▶ **Task brief**
Pull out and copy each line of the items below that contains the string "shirt". Case counts.

*** Data section

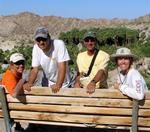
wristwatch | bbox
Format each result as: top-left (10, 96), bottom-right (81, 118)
top-left (91, 79), bottom-right (97, 84)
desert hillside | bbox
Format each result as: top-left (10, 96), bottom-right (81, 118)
top-left (0, 12), bottom-right (150, 50)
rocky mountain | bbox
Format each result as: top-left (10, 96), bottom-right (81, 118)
top-left (0, 12), bottom-right (150, 50)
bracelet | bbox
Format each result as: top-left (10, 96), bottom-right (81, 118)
top-left (91, 79), bottom-right (97, 84)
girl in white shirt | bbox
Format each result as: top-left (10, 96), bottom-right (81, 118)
top-left (111, 48), bottom-right (148, 100)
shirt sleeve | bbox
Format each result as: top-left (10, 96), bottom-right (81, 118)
top-left (99, 52), bottom-right (110, 70)
top-left (32, 44), bottom-right (40, 67)
top-left (54, 40), bottom-right (70, 62)
top-left (2, 71), bottom-right (17, 95)
top-left (120, 72), bottom-right (145, 100)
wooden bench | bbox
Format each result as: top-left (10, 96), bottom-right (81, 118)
top-left (0, 87), bottom-right (150, 132)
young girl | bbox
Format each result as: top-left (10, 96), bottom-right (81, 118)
top-left (111, 47), bottom-right (148, 100)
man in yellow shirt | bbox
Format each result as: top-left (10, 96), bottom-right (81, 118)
top-left (74, 32), bottom-right (109, 94)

******

▶ **Completed task**
girl in white shirt | bbox
shirt sleeve | bbox
man in yellow shirt | bbox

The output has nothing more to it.